*WRITTEN REQUEST:* Find each line below that contains the string "shirt" and copy it out. Case counts.

--- START OF DATA TO PROCESS ---

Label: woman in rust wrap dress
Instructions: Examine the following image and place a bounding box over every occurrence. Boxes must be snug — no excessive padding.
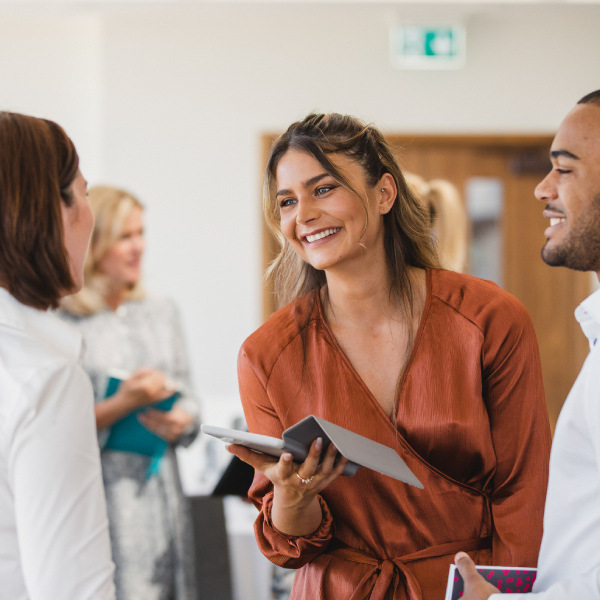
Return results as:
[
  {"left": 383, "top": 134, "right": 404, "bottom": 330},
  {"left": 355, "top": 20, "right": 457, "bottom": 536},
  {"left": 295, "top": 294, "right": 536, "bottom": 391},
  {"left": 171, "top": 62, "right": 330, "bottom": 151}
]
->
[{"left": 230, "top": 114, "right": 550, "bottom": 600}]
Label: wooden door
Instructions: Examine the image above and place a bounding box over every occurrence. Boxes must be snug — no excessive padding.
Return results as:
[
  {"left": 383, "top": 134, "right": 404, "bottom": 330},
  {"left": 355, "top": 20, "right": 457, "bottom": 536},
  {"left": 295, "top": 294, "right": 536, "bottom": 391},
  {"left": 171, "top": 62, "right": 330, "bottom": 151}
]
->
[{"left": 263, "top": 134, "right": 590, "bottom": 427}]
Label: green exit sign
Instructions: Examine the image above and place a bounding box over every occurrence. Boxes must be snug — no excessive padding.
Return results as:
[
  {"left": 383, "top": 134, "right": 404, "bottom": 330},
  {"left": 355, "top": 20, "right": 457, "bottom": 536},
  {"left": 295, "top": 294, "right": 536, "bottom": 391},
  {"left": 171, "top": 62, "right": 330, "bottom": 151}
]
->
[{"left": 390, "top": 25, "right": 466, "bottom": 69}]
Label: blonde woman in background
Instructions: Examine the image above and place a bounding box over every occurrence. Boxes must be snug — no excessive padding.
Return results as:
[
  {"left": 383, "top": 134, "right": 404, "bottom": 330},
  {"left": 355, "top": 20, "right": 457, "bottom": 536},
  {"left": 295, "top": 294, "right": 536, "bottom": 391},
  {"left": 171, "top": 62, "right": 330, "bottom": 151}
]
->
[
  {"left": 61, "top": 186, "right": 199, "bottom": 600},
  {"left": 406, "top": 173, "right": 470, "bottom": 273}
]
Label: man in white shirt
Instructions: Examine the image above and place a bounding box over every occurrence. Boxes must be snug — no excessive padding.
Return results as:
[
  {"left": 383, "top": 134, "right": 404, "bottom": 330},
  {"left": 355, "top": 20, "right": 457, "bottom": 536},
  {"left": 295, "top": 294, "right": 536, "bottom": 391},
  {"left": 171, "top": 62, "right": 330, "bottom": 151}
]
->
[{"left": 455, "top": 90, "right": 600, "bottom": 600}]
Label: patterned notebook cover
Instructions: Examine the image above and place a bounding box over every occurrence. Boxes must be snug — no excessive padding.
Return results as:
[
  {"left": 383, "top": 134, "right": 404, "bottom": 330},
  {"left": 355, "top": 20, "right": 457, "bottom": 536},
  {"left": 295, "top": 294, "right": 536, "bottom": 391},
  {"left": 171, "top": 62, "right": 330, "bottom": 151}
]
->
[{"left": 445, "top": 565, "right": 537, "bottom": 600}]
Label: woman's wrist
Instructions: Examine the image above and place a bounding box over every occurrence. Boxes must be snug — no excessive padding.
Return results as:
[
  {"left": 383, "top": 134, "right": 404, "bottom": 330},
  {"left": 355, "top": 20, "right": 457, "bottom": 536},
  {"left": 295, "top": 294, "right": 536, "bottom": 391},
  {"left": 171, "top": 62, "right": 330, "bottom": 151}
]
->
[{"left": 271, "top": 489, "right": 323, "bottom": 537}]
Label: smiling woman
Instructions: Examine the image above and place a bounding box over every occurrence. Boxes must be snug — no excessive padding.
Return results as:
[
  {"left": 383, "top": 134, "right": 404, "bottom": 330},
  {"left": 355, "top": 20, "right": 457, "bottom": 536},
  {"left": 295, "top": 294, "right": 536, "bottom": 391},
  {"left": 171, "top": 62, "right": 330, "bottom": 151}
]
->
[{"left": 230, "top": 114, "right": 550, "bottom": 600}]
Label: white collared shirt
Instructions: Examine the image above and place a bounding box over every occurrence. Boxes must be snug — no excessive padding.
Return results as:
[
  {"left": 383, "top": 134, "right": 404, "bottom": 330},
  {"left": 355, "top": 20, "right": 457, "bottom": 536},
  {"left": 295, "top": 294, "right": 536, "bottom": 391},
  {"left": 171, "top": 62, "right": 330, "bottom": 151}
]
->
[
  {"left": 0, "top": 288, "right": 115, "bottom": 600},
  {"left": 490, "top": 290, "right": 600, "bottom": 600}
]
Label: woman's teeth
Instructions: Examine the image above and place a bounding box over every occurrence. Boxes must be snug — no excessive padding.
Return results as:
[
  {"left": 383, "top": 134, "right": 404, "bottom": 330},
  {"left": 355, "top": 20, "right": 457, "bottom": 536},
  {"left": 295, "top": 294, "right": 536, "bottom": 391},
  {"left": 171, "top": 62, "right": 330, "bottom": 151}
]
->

--- END OF DATA TO PROCESS ---

*ANSWER FOR THIS EXERCISE:*
Label: man in white shirt
Label: white collared shirt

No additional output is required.